**WHAT YOU SHOULD DO**
Copy the lines from the one with "Where can you find the row" up to and including the one with "point(449, 295)", swapping "row of trees" for "line of trees" and leaving everything else unchanged.

(Data for pointing at objects in photos)
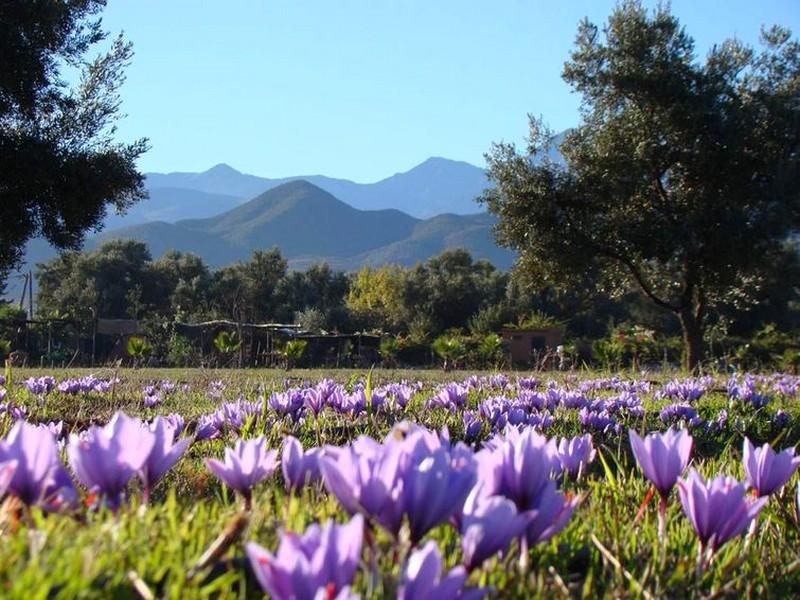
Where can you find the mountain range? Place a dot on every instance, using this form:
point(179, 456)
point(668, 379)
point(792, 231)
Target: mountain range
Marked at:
point(310, 225)
point(223, 215)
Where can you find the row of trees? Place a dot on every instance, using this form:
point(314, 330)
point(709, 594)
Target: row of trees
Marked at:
point(681, 183)
point(449, 295)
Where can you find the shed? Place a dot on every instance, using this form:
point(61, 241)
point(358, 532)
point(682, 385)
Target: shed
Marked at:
point(526, 345)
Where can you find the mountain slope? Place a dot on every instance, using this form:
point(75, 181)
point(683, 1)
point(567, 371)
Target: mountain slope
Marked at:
point(171, 204)
point(300, 217)
point(435, 186)
point(310, 225)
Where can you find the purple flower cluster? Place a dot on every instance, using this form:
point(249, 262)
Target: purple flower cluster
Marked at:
point(321, 563)
point(675, 413)
point(684, 390)
point(40, 385)
point(747, 391)
point(85, 385)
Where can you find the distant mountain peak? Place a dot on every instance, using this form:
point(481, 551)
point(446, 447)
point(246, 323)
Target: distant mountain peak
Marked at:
point(222, 169)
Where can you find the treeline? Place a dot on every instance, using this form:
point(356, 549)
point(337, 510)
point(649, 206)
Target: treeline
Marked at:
point(451, 296)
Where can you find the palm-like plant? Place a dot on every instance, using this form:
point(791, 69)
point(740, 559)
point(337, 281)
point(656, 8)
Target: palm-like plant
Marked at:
point(227, 342)
point(388, 349)
point(292, 351)
point(139, 349)
point(491, 349)
point(450, 348)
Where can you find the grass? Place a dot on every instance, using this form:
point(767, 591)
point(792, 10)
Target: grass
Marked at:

**ANSWER FOR THE TASK**
Where can you find the line of trees? Place a dot on every instance, using this form:
point(314, 330)
point(709, 594)
Target: line of trees
Marked at:
point(681, 183)
point(449, 295)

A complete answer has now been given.